### Objective
Please reproduce every record, keeping each one exactly as written.

[Items from a data source]
--- Begin ---

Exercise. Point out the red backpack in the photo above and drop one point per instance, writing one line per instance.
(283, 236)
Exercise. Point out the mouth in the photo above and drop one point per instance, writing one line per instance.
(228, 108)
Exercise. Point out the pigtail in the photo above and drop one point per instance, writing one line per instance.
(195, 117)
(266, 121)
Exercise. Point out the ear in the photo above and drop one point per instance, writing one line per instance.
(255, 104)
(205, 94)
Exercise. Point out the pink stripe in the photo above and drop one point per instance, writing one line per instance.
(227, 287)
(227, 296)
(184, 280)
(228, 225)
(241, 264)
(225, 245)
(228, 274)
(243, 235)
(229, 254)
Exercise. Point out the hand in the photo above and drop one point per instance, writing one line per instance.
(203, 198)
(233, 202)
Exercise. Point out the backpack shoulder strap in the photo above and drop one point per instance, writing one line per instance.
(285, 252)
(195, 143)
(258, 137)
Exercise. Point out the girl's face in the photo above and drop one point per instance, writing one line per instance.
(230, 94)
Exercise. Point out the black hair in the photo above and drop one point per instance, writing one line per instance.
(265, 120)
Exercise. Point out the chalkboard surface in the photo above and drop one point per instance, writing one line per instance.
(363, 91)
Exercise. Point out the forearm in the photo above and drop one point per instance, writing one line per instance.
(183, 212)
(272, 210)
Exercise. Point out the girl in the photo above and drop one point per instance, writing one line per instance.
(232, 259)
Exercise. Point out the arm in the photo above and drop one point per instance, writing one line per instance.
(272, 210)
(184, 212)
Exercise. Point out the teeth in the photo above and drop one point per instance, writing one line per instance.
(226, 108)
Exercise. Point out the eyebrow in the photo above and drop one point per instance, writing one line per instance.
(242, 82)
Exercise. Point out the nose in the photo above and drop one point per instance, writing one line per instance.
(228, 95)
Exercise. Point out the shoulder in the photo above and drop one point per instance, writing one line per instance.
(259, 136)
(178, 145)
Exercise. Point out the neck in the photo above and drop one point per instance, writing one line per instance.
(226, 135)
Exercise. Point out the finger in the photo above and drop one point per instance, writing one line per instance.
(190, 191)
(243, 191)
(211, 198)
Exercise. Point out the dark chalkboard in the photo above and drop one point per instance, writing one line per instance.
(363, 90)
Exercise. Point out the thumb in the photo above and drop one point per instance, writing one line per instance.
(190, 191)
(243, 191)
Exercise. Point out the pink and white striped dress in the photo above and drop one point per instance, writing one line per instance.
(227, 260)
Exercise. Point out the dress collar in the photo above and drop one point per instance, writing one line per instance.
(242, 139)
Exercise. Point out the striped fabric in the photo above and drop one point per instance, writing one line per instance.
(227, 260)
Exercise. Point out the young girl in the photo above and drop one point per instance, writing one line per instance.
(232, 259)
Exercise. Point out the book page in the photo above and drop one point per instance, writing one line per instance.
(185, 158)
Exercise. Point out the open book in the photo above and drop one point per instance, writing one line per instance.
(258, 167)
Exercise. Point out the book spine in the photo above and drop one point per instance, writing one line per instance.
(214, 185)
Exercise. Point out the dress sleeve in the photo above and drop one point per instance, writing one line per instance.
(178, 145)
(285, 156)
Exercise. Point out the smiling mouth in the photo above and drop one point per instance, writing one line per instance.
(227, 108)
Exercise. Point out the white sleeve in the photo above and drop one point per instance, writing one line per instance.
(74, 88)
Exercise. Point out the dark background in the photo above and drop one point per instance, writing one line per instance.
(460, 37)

--- End ---

### Finished task
Exercise. Point out the red backpack in the photo above and drop one point per instance, writing one line per instance.
(283, 236)
Exercise. Point out the mouth in the photo above and drop one point per instance, writing one line per instance.
(228, 108)
Exercise. Point out the pigtail in the photo above and drop one point per instance, writing one line per instance.
(195, 117)
(266, 121)
Exercise. Point out the ear in the photo above and drop one point per instance, writing one line per instance.
(255, 104)
(205, 94)
Exercise. Point out the pink stripe in the photo above and drop one point per instance, writing one line per instance.
(227, 287)
(227, 296)
(184, 280)
(228, 225)
(241, 264)
(225, 245)
(228, 274)
(243, 235)
(229, 254)
Exercise. Point out the hand in the photo above and drop one point per instance, writing one line per instance.
(203, 198)
(233, 202)
Exercise. Point out the backpack shoulder strap in the photo above and drop one point per instance, writing one line per instance.
(285, 252)
(195, 143)
(258, 137)
Exercise. Point out the girl's face in the photo above and drop one point per instance, writing one line per instance.
(230, 94)
Exercise. Point out the black hair in the photo above and drop one point per instance, writing one line per instance.
(265, 120)
Exercise. Point out the chalkboard surface in the photo above and drop one point per instance, writing one line per instance.
(363, 91)
Exercise. Point out the forearm in the photo above and drop one point per instance, writing one line per instance.
(183, 212)
(272, 210)
Exercise. Point out the girl in the photo above and drop one point per instance, writing one line per instance.
(232, 259)
Exercise. Point out the arm in the photo above and drop one point per instance, writing one line per instance.
(272, 210)
(184, 212)
Exercise. Point out the teeth in the photo above and drop one point per instance, writing one line per instance.
(226, 108)
Exercise. Point out the eyebrow in the photo above and drop one point per instance, writing one line per instance.
(242, 82)
Exercise. Point out the nose in the photo above and drop one point per instance, writing one line per instance.
(228, 95)
Exercise. Point out the shoulder in the photo above and drop one point per instance, writing one line per instance.
(259, 136)
(178, 145)
Exercise. Point out the neck in the photo above and drop one point per instance, writing one line per instance.
(226, 135)
Exercise. Point out the finger in the photo above and drop one point per instance, writing one line per instance.
(190, 191)
(243, 191)
(211, 198)
Exercise. Point out the dark chalkboard in the photo above and drop one point per instance, writing one line per instance.
(363, 90)
Exercise. Point out the thumb in the photo above and drop one point per instance, writing one line per instance.
(190, 191)
(243, 191)
Exercise. Point out the pink and white striped dress in the photo above and drop one point per instance, writing one line per instance.
(227, 260)
Exercise. Point out the dress collar in the photo above and drop one point per instance, writing one line per instance.
(242, 139)
Exercise. Point out the striped fabric in the photo above and drop one point per instance, writing one line per instance.
(227, 260)
Exercise. Point out the young girl in the photo above and drop one point per instance, writing one line per instance.
(232, 259)
Exercise. Point out the book page in the photo above and drop one point per instance, writing one line per instance.
(185, 158)
Exercise. Point out the open book in the photo above and drop one point per instance, writing one line per instance.
(258, 167)
Exercise. Point out the book spine in the photo above and drop one point per instance, writing one line per instance.
(214, 185)
Exercise. Point out the dress sleeve in the photo above and drop one point per instance, writing one line per instance.
(178, 145)
(285, 156)
Exercise. Point out the smiling mouth in the photo above and drop one point per instance, writing one line per instance.
(227, 108)
Exercise. Point out the white sleeve in the photo above and drop one point per instance, writing one line per instance.
(74, 88)
Exercise. Point out the dark background in the photo above and drop one point per instance, writing one line per instance.
(460, 37)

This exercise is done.